> YOUR GOAL
Which lines of the data contain the string "below"? Copy every one.

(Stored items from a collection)
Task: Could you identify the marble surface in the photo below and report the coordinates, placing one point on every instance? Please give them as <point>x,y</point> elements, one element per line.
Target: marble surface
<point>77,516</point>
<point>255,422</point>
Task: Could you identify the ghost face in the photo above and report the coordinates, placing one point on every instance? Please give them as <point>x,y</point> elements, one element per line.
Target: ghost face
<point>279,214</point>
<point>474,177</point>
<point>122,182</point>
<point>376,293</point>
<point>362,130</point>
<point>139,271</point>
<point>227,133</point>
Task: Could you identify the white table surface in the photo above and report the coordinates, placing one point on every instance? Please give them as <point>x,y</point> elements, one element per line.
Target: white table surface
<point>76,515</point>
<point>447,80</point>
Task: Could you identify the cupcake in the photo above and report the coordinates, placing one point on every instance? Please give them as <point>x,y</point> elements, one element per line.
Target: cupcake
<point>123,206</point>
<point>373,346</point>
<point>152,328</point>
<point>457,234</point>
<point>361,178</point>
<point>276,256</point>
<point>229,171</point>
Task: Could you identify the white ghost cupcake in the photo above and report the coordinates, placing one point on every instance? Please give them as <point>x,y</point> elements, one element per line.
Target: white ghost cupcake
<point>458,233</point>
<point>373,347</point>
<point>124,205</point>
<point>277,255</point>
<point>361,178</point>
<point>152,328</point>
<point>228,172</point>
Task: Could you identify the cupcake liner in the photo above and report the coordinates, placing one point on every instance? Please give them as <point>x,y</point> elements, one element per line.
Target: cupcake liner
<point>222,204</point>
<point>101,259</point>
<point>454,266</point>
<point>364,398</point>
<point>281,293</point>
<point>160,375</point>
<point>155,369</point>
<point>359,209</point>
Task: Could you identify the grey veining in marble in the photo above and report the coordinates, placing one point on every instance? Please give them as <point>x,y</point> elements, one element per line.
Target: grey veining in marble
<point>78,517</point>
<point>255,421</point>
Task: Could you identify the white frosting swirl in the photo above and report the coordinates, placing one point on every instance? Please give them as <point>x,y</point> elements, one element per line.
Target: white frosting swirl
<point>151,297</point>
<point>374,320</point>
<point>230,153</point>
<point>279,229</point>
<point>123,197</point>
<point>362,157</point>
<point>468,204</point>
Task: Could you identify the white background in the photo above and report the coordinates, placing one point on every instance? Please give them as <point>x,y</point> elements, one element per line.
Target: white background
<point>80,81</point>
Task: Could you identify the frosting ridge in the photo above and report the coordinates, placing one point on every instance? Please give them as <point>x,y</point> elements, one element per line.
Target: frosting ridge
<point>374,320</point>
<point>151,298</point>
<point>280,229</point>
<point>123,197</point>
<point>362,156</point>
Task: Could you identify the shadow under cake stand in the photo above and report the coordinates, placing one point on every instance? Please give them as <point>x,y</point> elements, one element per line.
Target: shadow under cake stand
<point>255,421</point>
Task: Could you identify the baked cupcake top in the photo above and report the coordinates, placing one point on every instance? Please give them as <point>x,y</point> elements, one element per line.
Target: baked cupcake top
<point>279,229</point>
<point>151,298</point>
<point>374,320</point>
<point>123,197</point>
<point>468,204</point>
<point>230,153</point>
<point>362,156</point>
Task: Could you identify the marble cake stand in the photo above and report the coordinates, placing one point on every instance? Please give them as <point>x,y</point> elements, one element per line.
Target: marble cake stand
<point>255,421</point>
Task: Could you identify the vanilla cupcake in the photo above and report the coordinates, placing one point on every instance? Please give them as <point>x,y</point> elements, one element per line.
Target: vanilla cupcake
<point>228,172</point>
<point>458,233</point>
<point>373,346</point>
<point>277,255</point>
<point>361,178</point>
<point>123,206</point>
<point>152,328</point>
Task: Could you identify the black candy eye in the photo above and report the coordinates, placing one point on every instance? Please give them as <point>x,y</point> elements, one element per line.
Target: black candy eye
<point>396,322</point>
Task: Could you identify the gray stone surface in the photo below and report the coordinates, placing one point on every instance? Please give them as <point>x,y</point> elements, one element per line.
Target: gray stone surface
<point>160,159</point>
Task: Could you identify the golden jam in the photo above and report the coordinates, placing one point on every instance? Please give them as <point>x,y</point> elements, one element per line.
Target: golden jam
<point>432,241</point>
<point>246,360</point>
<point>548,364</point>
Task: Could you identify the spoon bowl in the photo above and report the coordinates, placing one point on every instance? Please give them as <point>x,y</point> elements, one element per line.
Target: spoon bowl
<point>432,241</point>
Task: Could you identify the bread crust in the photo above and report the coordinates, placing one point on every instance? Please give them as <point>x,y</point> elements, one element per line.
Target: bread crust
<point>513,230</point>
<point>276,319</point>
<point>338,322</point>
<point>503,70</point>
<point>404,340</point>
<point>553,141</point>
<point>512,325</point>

> WORKED SOLUTION
Task: Could you identify the marble surface in the photo below and report the coordinates, placing one point on every instance? Please give them as <point>x,y</point> elements, one element per line.
Task: Could you identify the gray stone surface in the photo below and report the coordinates, placing one point on every instance? Please give them as <point>x,y</point> elements, one element per line.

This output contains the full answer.